En rétrospective, ce premier voyage était une expérience intéressante. En tant que membres de la diaspora afghane, nous avions l’impression de connaître toutes les réponses. Nous avions adopté la position des étrangers (mal) éclairés (quoique bien intentionnés), inspirés par notre désir d’apporter le changement et de proposer nos forces. Il est important que les Afghans de la diaspora, ainsi que les non-Afghans zélés animés par la passion pour les objectifs humanitaires, essaient de voir au-delà des solutions rapides et immédiates et préfèrent adopter une approche plus nuancée, centrée sur les solutions à long terme.

Et après 2014 ?

(Enregistrements de données)
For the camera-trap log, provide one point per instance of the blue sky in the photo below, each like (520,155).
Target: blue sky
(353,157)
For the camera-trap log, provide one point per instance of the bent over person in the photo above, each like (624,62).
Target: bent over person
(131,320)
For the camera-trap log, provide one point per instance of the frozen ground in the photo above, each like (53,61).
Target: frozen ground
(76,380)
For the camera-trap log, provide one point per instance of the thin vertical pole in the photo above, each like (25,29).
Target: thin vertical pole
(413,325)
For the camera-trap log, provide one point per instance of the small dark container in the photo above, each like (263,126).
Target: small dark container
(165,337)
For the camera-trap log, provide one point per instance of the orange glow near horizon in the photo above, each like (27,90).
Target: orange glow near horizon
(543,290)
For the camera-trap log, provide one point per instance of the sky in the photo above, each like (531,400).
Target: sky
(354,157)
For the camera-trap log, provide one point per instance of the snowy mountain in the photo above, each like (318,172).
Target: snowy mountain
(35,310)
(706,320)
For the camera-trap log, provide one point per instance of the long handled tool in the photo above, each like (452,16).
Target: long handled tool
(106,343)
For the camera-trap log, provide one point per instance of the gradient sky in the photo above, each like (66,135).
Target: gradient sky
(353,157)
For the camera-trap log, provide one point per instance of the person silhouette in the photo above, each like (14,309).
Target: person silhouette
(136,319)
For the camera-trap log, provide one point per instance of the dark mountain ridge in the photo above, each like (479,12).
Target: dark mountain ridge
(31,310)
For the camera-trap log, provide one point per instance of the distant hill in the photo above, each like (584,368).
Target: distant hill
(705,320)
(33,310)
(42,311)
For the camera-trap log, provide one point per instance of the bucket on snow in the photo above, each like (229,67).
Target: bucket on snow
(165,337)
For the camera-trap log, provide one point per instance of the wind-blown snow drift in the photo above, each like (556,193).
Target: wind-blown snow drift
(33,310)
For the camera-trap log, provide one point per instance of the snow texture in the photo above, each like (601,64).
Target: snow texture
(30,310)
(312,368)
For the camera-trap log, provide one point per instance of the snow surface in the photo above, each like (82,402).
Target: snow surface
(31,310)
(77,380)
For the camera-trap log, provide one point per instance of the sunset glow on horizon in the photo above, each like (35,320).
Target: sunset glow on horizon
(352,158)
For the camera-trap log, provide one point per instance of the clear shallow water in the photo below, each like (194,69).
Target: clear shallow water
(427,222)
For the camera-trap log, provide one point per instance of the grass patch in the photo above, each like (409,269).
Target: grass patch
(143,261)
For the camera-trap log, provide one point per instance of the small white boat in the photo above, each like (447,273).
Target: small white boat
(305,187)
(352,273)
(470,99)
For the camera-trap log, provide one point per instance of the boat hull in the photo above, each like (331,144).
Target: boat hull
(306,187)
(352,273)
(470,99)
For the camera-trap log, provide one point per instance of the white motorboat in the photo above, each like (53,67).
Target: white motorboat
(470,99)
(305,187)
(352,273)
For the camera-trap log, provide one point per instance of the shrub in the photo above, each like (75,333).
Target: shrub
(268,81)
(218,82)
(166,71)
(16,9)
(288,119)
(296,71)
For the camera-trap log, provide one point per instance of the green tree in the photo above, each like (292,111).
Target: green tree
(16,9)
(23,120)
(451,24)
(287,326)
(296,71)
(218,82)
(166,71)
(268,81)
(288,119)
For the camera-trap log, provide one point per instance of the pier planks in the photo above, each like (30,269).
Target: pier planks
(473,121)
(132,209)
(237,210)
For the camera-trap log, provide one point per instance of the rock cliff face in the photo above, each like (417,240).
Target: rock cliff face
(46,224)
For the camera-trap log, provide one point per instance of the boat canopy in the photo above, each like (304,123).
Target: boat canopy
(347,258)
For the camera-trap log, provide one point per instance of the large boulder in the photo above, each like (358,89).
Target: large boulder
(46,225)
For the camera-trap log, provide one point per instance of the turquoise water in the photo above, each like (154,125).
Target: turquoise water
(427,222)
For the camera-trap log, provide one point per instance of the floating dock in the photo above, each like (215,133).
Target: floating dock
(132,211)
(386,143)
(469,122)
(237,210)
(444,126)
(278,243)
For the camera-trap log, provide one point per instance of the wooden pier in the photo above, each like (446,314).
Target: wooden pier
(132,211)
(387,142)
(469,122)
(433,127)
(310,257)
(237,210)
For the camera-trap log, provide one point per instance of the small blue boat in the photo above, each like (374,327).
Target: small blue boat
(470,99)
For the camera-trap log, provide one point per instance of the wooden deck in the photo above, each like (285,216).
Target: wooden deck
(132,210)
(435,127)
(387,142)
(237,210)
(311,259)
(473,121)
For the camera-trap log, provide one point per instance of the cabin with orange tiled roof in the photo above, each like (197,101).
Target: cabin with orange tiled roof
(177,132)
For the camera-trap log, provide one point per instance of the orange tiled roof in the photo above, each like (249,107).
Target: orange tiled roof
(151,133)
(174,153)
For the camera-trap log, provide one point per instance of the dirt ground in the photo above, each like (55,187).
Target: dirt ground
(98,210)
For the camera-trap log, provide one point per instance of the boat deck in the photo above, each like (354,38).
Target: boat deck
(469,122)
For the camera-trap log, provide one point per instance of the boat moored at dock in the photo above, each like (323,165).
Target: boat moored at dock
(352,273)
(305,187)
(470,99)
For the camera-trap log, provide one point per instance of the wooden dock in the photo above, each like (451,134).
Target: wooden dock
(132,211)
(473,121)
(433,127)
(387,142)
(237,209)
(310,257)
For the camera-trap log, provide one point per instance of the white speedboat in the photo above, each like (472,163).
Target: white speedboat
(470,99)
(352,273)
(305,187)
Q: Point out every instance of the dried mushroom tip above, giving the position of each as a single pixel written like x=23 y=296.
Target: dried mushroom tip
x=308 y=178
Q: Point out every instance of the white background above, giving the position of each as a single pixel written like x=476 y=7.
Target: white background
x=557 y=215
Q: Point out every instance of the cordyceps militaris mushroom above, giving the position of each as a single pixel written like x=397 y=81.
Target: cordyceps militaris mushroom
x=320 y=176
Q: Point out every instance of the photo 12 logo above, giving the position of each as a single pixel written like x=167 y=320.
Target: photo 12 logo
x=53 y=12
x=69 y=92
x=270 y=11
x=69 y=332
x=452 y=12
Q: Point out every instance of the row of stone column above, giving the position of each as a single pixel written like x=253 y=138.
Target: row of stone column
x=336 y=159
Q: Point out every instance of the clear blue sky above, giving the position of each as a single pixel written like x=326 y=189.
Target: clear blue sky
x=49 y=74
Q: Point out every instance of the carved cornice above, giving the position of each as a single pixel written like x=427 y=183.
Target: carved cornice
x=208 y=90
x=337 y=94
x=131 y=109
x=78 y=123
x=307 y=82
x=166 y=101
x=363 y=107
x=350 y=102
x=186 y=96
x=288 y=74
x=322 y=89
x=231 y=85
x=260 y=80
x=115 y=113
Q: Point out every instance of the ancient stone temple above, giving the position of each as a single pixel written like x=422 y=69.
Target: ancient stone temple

▶ [LISTE DES TÂCHES]
1: Répondez aux questions suivantes d'après le texte sur la diaspora afghane :
(a) Lors de ce premier voyage, quelle impression avaient les membres de la diaspora afghane ?
(b) Par quel désir étaient-ils inspirés ?
(c) Sur quel type de solutions l'approche plus nuancée doit-elle être centrée ?
2: Poursuivez le texte sur la diaspora afghane à la suite de son dernier intertitre.
Les enregistrements n'ont aucun lien avec le texte.

▶ [RÉPONSES DANS L'ORDRE]
1:
(a) Ils avaient l'impression de connaître toutes les réponses.
(b) Par leur désir d'apporter le changement et de proposer leurs forces.
(c) Sur les solutions à long terme.

2:
La situation actuelle, avec toutes ses implications sur le plan politique, de la sécurité et du financement international, n'a pas encore eu d'impact sur les plans ou les attentes de ma famille. La région dans laquelle nous sommes principalement impliqués (le district de Rodat dans le Nangarhar) a préservé un certain degré de neutralité au cours des dix dernières années et, même si la guerre a laissé ses traces à travers le district et la province, elle n’a jamais posé d’obstacles ou de menaces pour notre famille. Selon le climat politique dans leur zone de résidence, les autres familles de la diaspora afghane pourront avoir un point de vue différent.

Après avoir consulté une recherche qualitative conduite auprès de jeunes femmes afghanes au Canada[2], je suis d’avis que leur retour ne dépend pas de la paix mais plutôt de leur capacité à pouvoir « offrir quelque chose ». Ces jeunes femmes énergiques et motivées de la diaspora savent se faire entendre et font preuve de zèle et de passion pour participer aux efforts de reconstruction. Elles constituent toutefois une ressource que les organisations internationales humanitaires et de développement n’ont pas encore exploitée.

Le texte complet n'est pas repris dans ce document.